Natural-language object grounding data
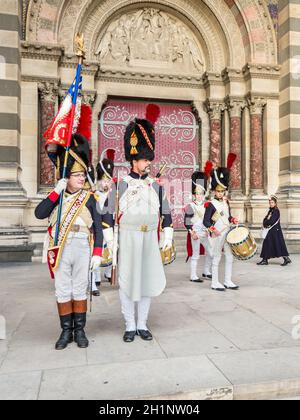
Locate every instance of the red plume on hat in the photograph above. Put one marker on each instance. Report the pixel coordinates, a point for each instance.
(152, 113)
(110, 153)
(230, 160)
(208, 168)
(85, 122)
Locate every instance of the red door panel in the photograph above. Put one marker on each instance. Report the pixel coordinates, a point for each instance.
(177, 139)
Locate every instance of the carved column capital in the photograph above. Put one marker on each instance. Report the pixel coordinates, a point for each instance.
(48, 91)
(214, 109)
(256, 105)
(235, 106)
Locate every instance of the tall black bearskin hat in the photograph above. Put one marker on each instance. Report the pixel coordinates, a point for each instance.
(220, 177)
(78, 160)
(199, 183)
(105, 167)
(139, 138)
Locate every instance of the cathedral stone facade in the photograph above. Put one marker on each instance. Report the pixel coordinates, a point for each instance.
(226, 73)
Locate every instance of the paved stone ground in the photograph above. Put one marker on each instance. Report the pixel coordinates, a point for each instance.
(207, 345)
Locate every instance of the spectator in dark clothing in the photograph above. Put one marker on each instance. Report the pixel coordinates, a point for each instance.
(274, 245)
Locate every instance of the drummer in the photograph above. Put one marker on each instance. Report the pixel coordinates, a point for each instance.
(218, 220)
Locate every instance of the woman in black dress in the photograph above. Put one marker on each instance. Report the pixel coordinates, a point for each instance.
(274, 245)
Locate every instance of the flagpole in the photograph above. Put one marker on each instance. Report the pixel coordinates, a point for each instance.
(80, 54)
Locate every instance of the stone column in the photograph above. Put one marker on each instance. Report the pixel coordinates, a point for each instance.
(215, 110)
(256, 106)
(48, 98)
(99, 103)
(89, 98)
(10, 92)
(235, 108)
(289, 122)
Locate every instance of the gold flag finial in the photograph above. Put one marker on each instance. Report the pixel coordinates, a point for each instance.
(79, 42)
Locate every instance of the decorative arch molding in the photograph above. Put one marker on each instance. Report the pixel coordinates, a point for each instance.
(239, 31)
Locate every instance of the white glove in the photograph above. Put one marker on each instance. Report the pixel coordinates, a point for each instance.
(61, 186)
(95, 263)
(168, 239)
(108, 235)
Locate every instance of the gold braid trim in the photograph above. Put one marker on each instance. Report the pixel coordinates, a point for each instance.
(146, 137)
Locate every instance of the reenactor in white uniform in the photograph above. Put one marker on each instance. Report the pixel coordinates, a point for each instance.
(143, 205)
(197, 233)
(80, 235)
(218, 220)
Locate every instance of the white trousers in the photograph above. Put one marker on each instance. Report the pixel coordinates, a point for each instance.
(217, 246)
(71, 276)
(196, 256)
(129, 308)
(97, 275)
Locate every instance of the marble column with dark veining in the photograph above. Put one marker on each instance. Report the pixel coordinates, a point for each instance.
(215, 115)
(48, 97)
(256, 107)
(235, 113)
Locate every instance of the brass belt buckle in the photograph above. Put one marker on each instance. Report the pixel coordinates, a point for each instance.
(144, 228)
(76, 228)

### WHAT THE TASK REQUIRES
Give back the data exactly, with no images.

### SOLUTION FOR THIS PROBLEM
Locate every instance of the red plume on hat in the photograph above. Put one marker on each instance. Report the pixel coordinates, a point for each instance.
(152, 113)
(110, 153)
(230, 160)
(208, 168)
(85, 122)
Locate every instance of the red door panel in the photograph above. Put one marker on each instance. Report the pixel coordinates, a point for each instance.
(177, 139)
Locate every instance of the carved column capital in the photograph above. Put one marker on each instance. Report the pixel coordinates, a point for each instance.
(48, 91)
(214, 109)
(256, 105)
(235, 106)
Locate every instance of the tall black bearskin hat in the photograph above. Put one marker on each instance. Report the pixel coordinates, a point for each instance.
(220, 177)
(78, 160)
(199, 183)
(105, 167)
(139, 138)
Locate every instance of the cathedral stone facade in the photograph above. Put one marker on each instance. Report the pixel coordinates, a point for each instance.
(226, 73)
Locate every instance of the paved stone ground in the photograph above. Put one marker on each instance. Report the pixel coordinates, a point for each instance.
(207, 345)
Locate every instance of the spectator in dark clothing in the photograph above. Put one marker on each instance. Report the pixel coordinates, a point for each instance.
(274, 245)
Locate every instance of the drummer in the photograph above. Put one marker on each instance. Report the pixel coordinates, a point for each instance.
(218, 220)
Locate every instance of the woman in black dress in the photograph above. Put one marker on each instance. Report the pixel coordinates, a point for each instance.
(274, 245)
Locate every instance of the flagpole in the photograph above. Put one marker on each instance. Report the pixel coordinates, a point for each instance.
(80, 54)
Locate every instance of the stone column in the photograph above. Put one marker on each instance. Report the pixel coordinates, a point for each instance.
(215, 110)
(256, 106)
(48, 98)
(99, 103)
(89, 98)
(10, 92)
(235, 108)
(289, 122)
Locate every instance of the gold flag finial in the photograph above. Put one marker on each instance. Report the pixel coordinates, a point for each instance.
(79, 42)
Locate every instance of the decorative arch molding in the photograph above. Put one marker on each instance. Report the pixel coordinates, a point for each instance.
(239, 31)
Locate every instance of the white glove in the photograph above. Put one marker on each instance. Report the pixel coordinates, a point for each instance.
(61, 186)
(95, 263)
(168, 239)
(108, 235)
Locate every instance of the gold braid trim in the photograph above. Put one marker on each instance. Report the pixel coordinates, a point for each instance.
(146, 137)
Locate every instance of the reenactor in white uniform in the photograph above. Put one marker on each instance. Report the pixel coordinates, a point for each instance.
(143, 205)
(197, 233)
(80, 235)
(218, 220)
Locate every instance of the white trousers in the photograph above. Put one marker on each instance. Report the pixel coordinates, a point for each instance.
(217, 246)
(71, 276)
(196, 256)
(129, 308)
(97, 275)
Locate every instance of the marble column with dark veining in the photograph above. Put one marker on each instance. Report the pixel coordinates, a point for each instance.
(215, 115)
(48, 97)
(256, 107)
(235, 113)
Locate every instance of the brass belt buckle in the photograph above. Put one marker on each instance. Report the pixel coordinates, a point for each instance.
(144, 228)
(76, 228)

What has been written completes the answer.